• [Список заданий]:
• A. Воспроизведите дословно отрывок из текста о Жаботинском, начиная со слов «Ставке удалось добиться» и далее вплоть до слов «преследования и отчуждения.».
• B. Выведите в виде JSON-списка строк записи от самого их начала и далее вплоть до строки с «left=206, top=650, right=484, bottom=678» включительно, по одной строке списка на каждую строку. Пустые строки пропустите.

• [Фрагмент текста]:
Ставке удалось добиться спасительной формулировки после вмешательства доктора Эдера (недавно вернувшегося из Англии), выслушавшего горькую критику солдат по поводу равнодушия Сионистской комиссии к проблемам легиона, и после того, как Скотт дальновидно отправил Голомба и Явниэли с поручением с территории лагеря, и заручился согласием батальона отпустить отквартированных в Египет на заведомо очень короткий срок. Фактически их вернули в Палестину через несколько дней. Но весь эпизод только усугубил чувство преследования и отчуждения.
С каждым событием этой весны Жаботинский все острее осознавал, насколько он был связан в своих действиях, оставаясь частью военной машины. Более того, поскольку анализ политики администрации убеждал его в растущей угрозе и будущему сионизма, и самой безопасности еврейской общины, становилось ясно, что только кампанией в самой Англии — по информированию и друзей в правительстве, и общественного мнения, и прессы о происходящем под военной администрацией — можно надеяться сократить чудовищный разрыв между политикой Бальфура и климатом, созданным в Палестине.
Было ясно, что шансов на перемену методов Вейцмана не было. Попрежнему упрямо цепляющийся за собственные утверждения, что в Палестине не создаются прецеденты, и, как видно, убежденный, что легиону и ишуву ничто серьезно не грозит, он ни в одном своем обращении к британским деятелям в ту весну не предъявил ни одной жалобы о невзгодах общины в целом и легиона в частности.

• [Сохранённые записи]:

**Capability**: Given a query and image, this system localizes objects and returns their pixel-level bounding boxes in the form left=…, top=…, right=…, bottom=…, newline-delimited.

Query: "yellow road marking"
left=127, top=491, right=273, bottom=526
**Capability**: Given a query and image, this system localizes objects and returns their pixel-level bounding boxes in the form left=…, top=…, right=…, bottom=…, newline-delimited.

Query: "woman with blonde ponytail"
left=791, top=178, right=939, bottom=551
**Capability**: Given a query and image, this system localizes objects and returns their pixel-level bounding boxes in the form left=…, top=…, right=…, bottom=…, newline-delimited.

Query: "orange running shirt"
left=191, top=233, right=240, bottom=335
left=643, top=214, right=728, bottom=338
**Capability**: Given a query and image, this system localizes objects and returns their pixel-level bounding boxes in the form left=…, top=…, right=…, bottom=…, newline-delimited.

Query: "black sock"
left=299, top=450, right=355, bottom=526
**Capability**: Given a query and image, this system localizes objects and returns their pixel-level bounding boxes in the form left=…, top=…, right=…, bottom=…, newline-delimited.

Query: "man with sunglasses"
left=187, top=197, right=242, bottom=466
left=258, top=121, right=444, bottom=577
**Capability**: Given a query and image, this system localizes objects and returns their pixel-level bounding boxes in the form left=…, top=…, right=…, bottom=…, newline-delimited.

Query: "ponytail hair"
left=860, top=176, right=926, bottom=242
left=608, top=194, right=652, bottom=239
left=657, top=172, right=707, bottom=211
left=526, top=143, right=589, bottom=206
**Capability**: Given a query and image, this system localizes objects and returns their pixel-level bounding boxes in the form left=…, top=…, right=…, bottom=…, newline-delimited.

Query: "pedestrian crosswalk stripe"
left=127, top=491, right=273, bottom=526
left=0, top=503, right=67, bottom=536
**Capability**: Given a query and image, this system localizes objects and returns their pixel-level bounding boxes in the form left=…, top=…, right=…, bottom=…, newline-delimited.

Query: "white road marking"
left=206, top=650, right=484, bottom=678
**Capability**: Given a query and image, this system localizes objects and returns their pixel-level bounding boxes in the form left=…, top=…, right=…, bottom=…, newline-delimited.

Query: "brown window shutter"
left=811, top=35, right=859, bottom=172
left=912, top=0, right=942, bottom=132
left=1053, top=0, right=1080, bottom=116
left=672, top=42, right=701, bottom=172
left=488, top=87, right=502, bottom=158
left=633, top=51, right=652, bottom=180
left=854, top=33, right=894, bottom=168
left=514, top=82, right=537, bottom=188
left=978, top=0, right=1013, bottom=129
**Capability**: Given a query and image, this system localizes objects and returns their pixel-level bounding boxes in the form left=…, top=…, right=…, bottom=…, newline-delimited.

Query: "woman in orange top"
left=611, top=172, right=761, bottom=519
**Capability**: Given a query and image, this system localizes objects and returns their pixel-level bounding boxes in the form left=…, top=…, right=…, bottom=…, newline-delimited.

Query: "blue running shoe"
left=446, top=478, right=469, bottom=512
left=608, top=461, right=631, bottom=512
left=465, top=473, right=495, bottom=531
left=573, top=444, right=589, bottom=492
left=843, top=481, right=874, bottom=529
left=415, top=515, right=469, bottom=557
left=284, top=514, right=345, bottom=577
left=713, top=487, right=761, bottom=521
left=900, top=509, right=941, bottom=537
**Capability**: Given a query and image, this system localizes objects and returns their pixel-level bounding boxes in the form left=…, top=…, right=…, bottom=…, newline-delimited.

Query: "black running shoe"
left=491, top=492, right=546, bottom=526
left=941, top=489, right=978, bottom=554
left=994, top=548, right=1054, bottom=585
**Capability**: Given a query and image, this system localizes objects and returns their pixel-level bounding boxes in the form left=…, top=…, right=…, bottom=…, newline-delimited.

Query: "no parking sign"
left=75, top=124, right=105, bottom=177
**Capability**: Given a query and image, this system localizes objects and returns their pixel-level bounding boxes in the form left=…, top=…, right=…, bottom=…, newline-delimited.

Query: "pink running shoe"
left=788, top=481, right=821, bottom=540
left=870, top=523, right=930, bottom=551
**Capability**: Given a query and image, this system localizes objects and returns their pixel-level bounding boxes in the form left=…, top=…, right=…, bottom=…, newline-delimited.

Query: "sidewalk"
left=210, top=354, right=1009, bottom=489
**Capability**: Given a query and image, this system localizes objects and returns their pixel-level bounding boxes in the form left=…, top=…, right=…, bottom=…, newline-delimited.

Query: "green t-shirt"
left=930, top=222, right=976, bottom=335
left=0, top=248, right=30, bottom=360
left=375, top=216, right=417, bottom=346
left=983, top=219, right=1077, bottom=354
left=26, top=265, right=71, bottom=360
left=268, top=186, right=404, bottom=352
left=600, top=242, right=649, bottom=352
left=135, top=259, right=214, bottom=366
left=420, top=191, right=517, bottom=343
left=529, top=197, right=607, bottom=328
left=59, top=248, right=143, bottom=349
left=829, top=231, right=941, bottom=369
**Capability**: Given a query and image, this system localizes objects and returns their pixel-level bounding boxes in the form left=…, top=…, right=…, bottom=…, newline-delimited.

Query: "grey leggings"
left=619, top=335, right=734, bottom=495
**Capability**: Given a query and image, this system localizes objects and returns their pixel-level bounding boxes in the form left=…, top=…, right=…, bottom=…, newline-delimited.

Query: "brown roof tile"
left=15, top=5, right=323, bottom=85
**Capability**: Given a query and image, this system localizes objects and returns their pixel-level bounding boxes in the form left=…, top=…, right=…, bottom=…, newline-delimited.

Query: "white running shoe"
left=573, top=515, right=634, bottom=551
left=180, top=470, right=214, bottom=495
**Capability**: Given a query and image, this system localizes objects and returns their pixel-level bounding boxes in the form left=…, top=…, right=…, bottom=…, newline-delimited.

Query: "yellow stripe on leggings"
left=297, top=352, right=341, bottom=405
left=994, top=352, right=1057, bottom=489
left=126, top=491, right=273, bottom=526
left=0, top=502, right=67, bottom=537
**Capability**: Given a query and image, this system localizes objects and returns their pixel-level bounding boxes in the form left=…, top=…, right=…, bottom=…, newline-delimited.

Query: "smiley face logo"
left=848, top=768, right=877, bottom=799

• [Ответы на задания]:
• A.
Ставке удалось добиться спасительной формулировки после вмешательства доктора Эдера (недавно вернувшегося из Англии), выслушавшего горькую критику солдат по поводу равнодушия Сионистской комиссии к проблемам легиона, и после того, как Скотт дальновидно отправил Голомба и Явниэли с поручением с территории лагеря, и заручился согласием батальона отпустить отквартированных в Египет на заведомо очень короткий срок. Фактически их вернули в Палестину через несколько дней. Но весь эпизод только усугубил чувство преследования и отчуждения.

• B.
[
  "**Capability**: Given a query and image, this system localizes objects and returns their pixel-level bounding boxes in the form left=…, top=…, right=…, bottom=…, newline-delimited.",
  "Query: \"yellow road marking\"",
  "left=127, top=491, right=273, bottom=526",
  "**Capability**: Given a query and image, this system localizes objects and returns their pixel-level bounding boxes in the form left=…, top=…, right=…, bottom=…, newline-delimited.",
  "Query: \"woman with blonde ponytail\"",
  "left=791, top=178, right=939, bottom=551",
  "**Capability**: Given a query and image, this system localizes objects and returns their pixel-level bounding boxes in the form left=…, top=…, right=…, bottom=…, newline-delimited.",
  "Query: \"orange running shirt\"",
  "left=191, top=233, right=240, bottom=335",
  "left=643, top=214, right=728, bottom=338",
  "**Capability**: Given a query and image, this system localizes objects and returns their pixel-level bounding boxes in the form left=…, top=…, right=…, bottom=…, newline-delimited.",
  "Query: \"black sock\"",
  "left=299, top=450, right=355, bottom=526",
  "**Capability**: Given a query and image, this system localizes objects and returns their pixel-level bounding boxes in the form left=…, top=…, right=…, bottom=…, newline-delimited.",
  "Query: \"man with sunglasses\"",
  "left=187, top=197, right=242, bottom=466",
  "left=258, top=121, right=444, bottom=577",
  "**Capability**: Given a query and image, this system localizes objects and returns their pixel-level bounding boxes in the form left=…, top=…, right=…, bottom=…, newline-delimited.",
  "Query: \"ponytail hair\"",
  "left=860, top=176, right=926, bottom=242",
  "left=608, top=194, right=652, bottom=239",
  "left=657, top=172, right=707, bottom=211",
  "left=526, top=143, right=589, bottom=206",
  "**Capability**: Given a query and image, this system localizes objects and returns their pixel-level bounding boxes in the form left=…, top=…, right=…, bottom=…, newline-delimited.",
  "Query: \"pedestrian crosswalk stripe\"",
  "left=127, top=491, right=273, bottom=526",
  "left=0, top=503, right=67, bottom=536",
  "**Capability**: Given a query and image, this system localizes objects and returns their pixel-level bounding boxes in the form left=…, top=…, right=…, bottom=…, newline-delimited.",
  "Query: \"white road marking\"",
  "left=206, top=650, right=484, bottom=678"
]